* [Aim]:
Pull every line out of the entries below and copy each one word for word. Leave the pictures out of your answer.

(Dataset excerpt)
####################
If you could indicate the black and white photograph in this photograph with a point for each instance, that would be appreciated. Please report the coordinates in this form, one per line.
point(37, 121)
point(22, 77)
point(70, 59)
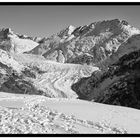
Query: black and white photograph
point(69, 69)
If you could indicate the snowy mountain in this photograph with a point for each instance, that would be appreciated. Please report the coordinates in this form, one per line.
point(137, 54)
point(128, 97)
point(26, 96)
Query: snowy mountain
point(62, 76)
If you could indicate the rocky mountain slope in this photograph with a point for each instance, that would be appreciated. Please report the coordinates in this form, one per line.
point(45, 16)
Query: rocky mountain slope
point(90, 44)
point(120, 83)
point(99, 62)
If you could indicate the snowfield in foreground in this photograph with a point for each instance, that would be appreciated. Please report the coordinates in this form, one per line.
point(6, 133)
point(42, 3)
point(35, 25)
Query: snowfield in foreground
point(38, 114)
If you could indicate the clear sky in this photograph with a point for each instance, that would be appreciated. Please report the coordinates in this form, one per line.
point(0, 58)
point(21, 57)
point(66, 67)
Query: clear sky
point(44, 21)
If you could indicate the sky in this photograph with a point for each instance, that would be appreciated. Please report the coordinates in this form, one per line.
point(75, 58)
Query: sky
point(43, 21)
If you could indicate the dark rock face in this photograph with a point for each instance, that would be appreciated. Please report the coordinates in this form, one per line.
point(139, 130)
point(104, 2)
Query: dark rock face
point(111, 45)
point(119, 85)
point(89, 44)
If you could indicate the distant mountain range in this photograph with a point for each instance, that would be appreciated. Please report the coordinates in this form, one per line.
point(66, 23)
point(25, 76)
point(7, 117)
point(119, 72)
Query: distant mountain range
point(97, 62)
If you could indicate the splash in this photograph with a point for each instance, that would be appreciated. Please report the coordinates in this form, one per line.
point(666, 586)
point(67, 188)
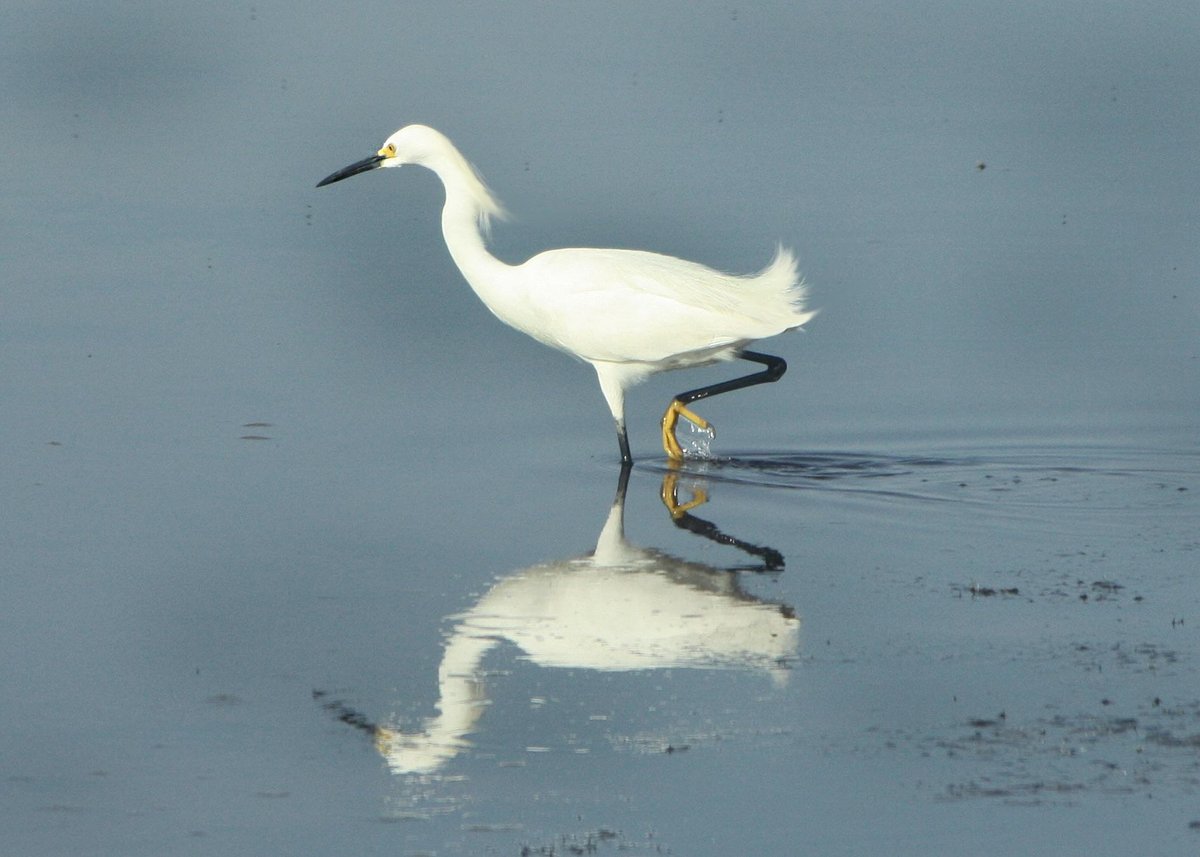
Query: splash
####################
* [Answer to this exercise]:
If you could indicate the black and white photograph in this photograph with a point for each instance, that would be appreciated. Please report the coordinates in this form, one per line.
point(37, 121)
point(22, 77)
point(70, 59)
Query: black and white photograph
point(69, 69)
If you could indicate the snowy mountain in this photograph with a point for each instance, that would be appreciated. Please report the coordinates in this form, one per line.
point(137, 54)
point(128, 97)
point(26, 96)
Query: snowy mountain
point(62, 76)
If you could indicate the rocky mountain slope in this photograph with a point for each instance, that would be appreciated. Please report the coordinates in this form, one per line.
point(45, 16)
Query: rocky mountain slope
point(90, 44)
point(120, 83)
point(99, 62)
If you could indicate the snowfield in foreground in this photograph with a point for each instance, that would be appreciated. Please report the coordinates in this form, one per line.
point(6, 133)
point(42, 3)
point(35, 25)
Query: snowfield in foreground
point(38, 114)
If you could indicate the clear sky in this photograph with a point for each instance, that would be appreciated. Please report the coordinates in this form, one per line.
point(0, 58)
point(21, 57)
point(66, 67)
Query: clear sky
point(44, 21)
If you could indicate the sky in this photograph with a point for each instance, that would be appreciated. Please report the coordinates in this form, one per line.
point(75, 58)
Query: sky
point(43, 21)
If you could indicate the dark rock face in this photograph with a point for each instance, that would be appreciated. Please report the coordinates in this form, one per line.
point(139, 130)
point(104, 2)
Query: dark rock face
point(111, 45)
point(119, 85)
point(89, 44)
If you could indicate the distant mountain range in this photograph with a point for each instance, that would be appreciated. Please report the coordinates in this form, one per line.
point(66, 23)
point(25, 76)
point(7, 117)
point(119, 72)
Query: distant mountain range
point(97, 62)
If you could indicate the splash in this photograph with a point for each instance, that would be appreciated. Please report the coordinates in this form, one per line.
point(666, 586)
point(67, 188)
Query: splash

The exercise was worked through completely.